Please transcribe the listing below with every word intact.
Given records section start
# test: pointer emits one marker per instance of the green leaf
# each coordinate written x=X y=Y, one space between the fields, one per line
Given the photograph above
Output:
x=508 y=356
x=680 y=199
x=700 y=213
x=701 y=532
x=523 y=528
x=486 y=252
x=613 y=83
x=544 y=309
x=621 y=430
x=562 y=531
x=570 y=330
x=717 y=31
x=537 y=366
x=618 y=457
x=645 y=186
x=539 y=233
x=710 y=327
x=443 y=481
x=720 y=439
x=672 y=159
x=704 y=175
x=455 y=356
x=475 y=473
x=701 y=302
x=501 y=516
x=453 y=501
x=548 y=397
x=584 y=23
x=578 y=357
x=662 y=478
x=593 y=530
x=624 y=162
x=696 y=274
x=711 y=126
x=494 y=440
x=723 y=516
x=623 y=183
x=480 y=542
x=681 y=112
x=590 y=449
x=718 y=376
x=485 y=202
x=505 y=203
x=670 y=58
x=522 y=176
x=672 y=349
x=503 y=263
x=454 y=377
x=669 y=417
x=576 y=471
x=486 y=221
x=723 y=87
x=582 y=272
Given records section end
*Answer to the exercise*
# test: pointer emits one marker per instance of the green leaf
# each coordinate written x=X y=Y, one space between the fields, one per line
Given the photograph above
Output:
x=508 y=356
x=680 y=199
x=700 y=213
x=701 y=532
x=523 y=528
x=486 y=252
x=613 y=83
x=544 y=309
x=621 y=430
x=562 y=531
x=570 y=330
x=717 y=31
x=537 y=366
x=618 y=457
x=645 y=186
x=539 y=233
x=710 y=327
x=443 y=481
x=720 y=439
x=672 y=159
x=704 y=175
x=455 y=356
x=475 y=473
x=701 y=302
x=501 y=516
x=453 y=501
x=548 y=397
x=584 y=23
x=578 y=357
x=662 y=478
x=593 y=530
x=624 y=162
x=696 y=274
x=711 y=126
x=494 y=440
x=723 y=516
x=623 y=183
x=480 y=542
x=681 y=112
x=590 y=449
x=718 y=376
x=485 y=202
x=505 y=203
x=670 y=58
x=522 y=176
x=672 y=349
x=503 y=263
x=454 y=377
x=669 y=417
x=576 y=471
x=486 y=221
x=723 y=87
x=582 y=272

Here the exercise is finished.